- **TESTO PROPOSTO**:

-------------------------

Superano ormai il milione gli over 65enni residenti in Emilia-Romagna all’1 gennaio 2019 e rappresentano il 23,9% della popolazione, percentuale che potrebbe salire al 28% nei prossimi 15 anni; di questi, oltre 360mila hanno più di ottant’anni. La presenza di persone anziane nelle famiglie è di oltre una su tre (38%) e più di una famiglia su quattro (26%) è composta interamente da anziani (Regione Emilia-Romagna, 2019).
Da questi dati emerge l’immagine di una società che invecchia, dentro la quale sono in atto diversi fenomeni che vanno indebolendo sensibilmente la capacità delle famiglie di prendersi cura dei propri membri fragili:
- la ripresa del sistema delle imprese (che ha ricostituito solo in parte la base produttiva persa durante la prolungata recessione del periodo di crisi) favorisce la crescita della povertà e della precarietà occupazionale;
- il quadro demografico vede una significativa crescita della sopravvivenza, ma un altrettanto marcato calo della natalità, un crescente squilibrio nella struttura per età della popolazione ed un innalzamento del tasso di dipendenza;
- il processo di semplificazione delle strutture familiari crea la contrazione del numero medio di componenti e un aumento di solitudine delle famiglie monoparentali e uni personali;
- i tempi di lavoro sono sempre più totalizzanti e costringono una continua riorganizzazione dei tempi di vita familiare e una progressiva delega delle funzioni di cura a soggetti esterni alla famiglia.
Il welfare e le sfide dell’invecchiamento
Governare i cambiamenti avvenuti con grande rapidità, non è sicuramente facile, e spesso il sistema di offerta dei Servizi non è sufficientemente flessibile da adattarsi e rispondere adeguatamente ai bisogni della collettività. Senza considerare poi, gli effetti che questi cambiamenti producono sul sistema economico e sociale, quali l’aumento della spesa sociale (dovuto ad una crescita delle uscite per pensioni, sanità e assistenza) ed un indebolimento delle funzioni di cura e di assistenza delle famiglie che, nel momento in cui riducono il numero dei componenti, diventano più instabili.
Il modello di welfare più tradizionale è oramai superato, e lo Stato non è più l’erogatore principale di servizi. Mentre il sistema delle politiche sociali si interroga e si ridefinisce, si aprono anche, spazi per nuove tipologie di risposte ai bisogni, diverse da quelle tradizionali di Stato e famiglia, che vede il coinvolgimento dell’iniziativa privata, sia non profit che pro profit che “non sostituisce o elimina l’intervento pubblico, ma lo affianca” (Borzaga e Fazzi, 2013).
Il ruolo dello Stato, da fornitore delle prestazioni, diviene progressivamente quello di regolatore e di facilitatore dell’azione di altri soggetti, senza intaccare le sue principali responsabilità nei confronti delle funzioni di programmazione e controllo, di fondamentale importanza per i cittadini (Cfr. Breda, Micucci e Santanera, 2001).

-------------------------

- **ESERCIZI PROPOSTI**:
- 1) Nel testo sull'invecchiamento in Emilia-Romagna, quale percentuale della popolazione rappresentano gli over 65enni residenti all'1 gennaio 2019?
- 2) Riprendi il testo sull'invecchiamento in Emilia-Romagna dal punto in cui si interrompe.
I dati non hanno alcun ruolo in questo esercizio.

[Estratti di dataset con riquadri etichettati]
-------------------------

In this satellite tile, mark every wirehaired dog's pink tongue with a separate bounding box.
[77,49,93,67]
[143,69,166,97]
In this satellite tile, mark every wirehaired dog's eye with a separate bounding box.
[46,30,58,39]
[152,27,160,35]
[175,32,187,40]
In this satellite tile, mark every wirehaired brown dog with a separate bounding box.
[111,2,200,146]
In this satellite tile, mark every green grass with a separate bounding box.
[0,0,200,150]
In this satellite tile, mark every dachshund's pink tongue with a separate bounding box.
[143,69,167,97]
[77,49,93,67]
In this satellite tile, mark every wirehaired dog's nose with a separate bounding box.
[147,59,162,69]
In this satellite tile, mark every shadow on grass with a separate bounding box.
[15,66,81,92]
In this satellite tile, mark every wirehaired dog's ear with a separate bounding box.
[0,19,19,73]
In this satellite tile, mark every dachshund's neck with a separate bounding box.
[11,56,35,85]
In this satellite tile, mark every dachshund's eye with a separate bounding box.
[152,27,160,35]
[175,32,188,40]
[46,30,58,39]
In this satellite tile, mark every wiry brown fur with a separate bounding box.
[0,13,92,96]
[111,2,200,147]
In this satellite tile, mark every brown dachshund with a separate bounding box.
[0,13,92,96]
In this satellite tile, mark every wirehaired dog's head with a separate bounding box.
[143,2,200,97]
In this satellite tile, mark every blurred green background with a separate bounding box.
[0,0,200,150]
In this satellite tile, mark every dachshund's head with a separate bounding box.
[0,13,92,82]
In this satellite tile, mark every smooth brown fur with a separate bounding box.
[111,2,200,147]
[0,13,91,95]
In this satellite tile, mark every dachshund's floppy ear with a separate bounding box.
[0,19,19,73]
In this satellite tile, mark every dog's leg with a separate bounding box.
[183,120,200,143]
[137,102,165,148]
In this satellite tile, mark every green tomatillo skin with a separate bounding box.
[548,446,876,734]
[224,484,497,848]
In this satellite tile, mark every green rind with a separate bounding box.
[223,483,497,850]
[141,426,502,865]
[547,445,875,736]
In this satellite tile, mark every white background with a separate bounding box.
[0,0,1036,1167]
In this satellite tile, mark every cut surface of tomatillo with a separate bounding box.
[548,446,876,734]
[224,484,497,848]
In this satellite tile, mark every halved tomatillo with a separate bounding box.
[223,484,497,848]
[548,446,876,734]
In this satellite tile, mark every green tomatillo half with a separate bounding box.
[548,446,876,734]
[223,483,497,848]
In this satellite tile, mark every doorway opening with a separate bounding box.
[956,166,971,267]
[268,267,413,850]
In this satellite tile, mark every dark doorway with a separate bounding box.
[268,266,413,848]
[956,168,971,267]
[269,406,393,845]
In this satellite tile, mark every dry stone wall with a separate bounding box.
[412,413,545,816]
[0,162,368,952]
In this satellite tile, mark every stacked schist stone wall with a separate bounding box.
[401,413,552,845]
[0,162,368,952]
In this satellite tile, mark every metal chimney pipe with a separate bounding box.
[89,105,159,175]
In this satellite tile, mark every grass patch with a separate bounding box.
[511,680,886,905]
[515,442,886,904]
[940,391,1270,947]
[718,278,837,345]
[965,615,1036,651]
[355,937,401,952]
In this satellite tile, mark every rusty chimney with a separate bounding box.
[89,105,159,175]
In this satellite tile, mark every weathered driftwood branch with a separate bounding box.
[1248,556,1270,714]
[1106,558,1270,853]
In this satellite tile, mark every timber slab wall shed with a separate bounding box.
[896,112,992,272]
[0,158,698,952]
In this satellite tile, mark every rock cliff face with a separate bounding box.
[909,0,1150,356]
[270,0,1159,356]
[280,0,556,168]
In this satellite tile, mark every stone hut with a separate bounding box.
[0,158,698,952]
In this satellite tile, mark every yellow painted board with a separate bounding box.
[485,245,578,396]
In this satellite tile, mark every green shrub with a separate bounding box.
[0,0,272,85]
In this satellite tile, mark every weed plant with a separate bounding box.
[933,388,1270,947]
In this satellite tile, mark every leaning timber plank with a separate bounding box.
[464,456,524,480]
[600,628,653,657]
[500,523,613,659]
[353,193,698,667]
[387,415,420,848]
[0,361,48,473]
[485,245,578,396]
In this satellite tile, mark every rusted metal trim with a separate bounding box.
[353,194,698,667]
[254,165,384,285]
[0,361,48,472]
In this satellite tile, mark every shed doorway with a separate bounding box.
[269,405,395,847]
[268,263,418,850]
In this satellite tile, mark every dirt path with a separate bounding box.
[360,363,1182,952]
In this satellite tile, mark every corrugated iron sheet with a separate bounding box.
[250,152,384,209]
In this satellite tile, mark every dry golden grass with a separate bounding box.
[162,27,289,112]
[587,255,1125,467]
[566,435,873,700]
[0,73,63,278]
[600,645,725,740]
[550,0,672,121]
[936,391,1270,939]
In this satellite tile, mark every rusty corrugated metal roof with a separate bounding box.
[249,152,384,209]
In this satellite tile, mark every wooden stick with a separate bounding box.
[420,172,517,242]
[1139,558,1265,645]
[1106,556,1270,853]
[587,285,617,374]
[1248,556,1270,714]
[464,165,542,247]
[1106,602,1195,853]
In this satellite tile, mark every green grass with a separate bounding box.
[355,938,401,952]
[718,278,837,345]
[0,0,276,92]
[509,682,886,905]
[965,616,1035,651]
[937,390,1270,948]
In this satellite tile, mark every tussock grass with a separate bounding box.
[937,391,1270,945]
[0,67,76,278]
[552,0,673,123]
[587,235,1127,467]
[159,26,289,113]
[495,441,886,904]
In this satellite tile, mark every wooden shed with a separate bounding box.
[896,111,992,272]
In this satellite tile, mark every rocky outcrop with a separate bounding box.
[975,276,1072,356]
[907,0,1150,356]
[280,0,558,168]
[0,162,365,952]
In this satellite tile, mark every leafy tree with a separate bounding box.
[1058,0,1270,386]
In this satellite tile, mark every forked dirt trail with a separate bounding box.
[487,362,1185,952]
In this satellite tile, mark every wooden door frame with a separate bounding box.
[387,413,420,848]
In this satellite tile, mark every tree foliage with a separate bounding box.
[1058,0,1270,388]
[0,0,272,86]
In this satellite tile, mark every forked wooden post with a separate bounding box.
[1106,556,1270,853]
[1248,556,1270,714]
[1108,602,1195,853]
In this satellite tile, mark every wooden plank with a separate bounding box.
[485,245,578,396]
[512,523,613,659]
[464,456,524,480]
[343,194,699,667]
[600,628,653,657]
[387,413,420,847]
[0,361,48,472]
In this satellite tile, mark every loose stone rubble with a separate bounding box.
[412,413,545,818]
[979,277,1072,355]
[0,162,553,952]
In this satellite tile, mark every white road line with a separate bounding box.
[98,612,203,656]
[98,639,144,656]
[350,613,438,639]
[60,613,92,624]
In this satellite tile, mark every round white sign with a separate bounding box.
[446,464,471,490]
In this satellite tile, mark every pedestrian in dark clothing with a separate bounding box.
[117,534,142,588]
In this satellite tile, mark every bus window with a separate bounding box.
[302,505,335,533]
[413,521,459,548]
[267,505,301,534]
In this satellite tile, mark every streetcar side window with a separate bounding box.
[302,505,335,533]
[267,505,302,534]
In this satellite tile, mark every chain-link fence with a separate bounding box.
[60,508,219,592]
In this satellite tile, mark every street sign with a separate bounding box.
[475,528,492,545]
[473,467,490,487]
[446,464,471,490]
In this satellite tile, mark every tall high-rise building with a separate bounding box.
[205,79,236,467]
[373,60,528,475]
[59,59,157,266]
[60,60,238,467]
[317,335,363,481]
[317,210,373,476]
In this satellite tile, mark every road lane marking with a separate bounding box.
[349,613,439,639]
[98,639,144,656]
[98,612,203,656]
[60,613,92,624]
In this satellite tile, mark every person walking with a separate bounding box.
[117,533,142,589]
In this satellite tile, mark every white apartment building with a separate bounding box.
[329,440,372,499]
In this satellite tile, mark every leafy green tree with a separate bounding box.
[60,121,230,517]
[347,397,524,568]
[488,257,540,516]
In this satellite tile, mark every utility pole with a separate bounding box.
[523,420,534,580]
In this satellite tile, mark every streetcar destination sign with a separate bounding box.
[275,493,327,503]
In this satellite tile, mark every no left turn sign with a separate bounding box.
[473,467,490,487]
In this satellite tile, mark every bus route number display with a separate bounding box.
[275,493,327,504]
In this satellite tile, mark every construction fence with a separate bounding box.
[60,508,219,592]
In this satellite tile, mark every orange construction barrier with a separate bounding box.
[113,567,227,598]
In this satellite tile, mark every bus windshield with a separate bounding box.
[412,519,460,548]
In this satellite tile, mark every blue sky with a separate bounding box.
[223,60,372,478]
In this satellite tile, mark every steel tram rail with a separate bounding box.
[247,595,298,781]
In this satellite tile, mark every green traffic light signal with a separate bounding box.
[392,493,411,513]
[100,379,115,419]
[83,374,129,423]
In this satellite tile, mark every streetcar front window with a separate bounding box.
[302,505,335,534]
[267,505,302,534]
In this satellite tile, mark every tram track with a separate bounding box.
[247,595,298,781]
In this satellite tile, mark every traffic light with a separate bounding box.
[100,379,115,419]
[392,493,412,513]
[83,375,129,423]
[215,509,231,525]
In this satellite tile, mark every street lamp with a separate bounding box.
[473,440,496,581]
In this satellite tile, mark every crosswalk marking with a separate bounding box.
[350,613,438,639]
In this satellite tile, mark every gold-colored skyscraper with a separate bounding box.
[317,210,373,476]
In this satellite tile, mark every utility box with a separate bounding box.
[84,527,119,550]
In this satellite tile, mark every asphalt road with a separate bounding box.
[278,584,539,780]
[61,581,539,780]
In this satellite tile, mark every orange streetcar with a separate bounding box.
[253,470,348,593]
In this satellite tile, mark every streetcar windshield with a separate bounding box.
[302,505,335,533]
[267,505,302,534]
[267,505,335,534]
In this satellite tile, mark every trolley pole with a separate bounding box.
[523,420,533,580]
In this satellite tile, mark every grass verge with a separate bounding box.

-------------------------

- **RISPOSTE IN ORDINE**:
- 1) Rappresentano il 23,9% della popolazione.

- 2)
Tra coloro che non ricevono sostegno da parte della rete pubblica dei servizi sociali o dalla rete di cure informali, nascono nuove forme di assistenza privata a pagamento che hanno dato vita al recente mercato privato delle Case Famiglia, organizzate in forma di cooperative, s.r.l., associazioni di volontariato o imprese individuali.
Lo sviluppo delle Case Famiglia
Le Case Famiglia hanno avuto origine tra l’inizio degli anni sessanta e la fine degli anni settanta, da esperienze di condivisione diretta con persone in situazione di disabilità, confinate in istituti nei quali l’attenzione era posta soprattutto sulla patologia e non sull’inserimento sociale e relazionale. Con questo intento, nasce nel 1964, in provincia di Arezzo, la prima Casa Famiglia dell’Opera Assistenza Malati Impediti (OAMI) per potere inserire i disabili in una piccola comunità.
In Emilia-Romagna, la prima Casa Famiglia nasce nel 1973 nell’ambito della Comunità Papa Giovanni XXIII, in Provincia di Rimini, e si tratta di un’accoglienza svolta da una famiglia nei confronti di persone disabili e fragili. Le prime Case Famiglia per anziani risalgono a quindici anni fa, quando in alcune zone del Nord Italia nascono le prime sperimentazioni.
Le Casa Famiglia sono piccole strutture di tipo familiare con sede nelle civili abitazioni, i cui requisiti sono contenuti nel Decreto del Ministero della Solidarietà Sociale n.308 del 21 maggio 2001, emanato ai sensi dell’art. 11 della legge 8 novembre 2000 n. 328, che le definisce come “comunità di tipo familiare con funzioni di accoglienza a bassa intensità assistenziale, che accolgono fino a un massimo di sei persone in difficoltà, per i quali la permanenza nel nucleo familiare sia temporaneamente o permanentemente impossibile o contrastante con il progetto individuale”. Il Decreto si limita a fissarne i requisiti strutturali ed organizzativi, demandando alle Regioni il compito di recepire ed integrare, in relazione alle esigenze locali, i requisiti fissati.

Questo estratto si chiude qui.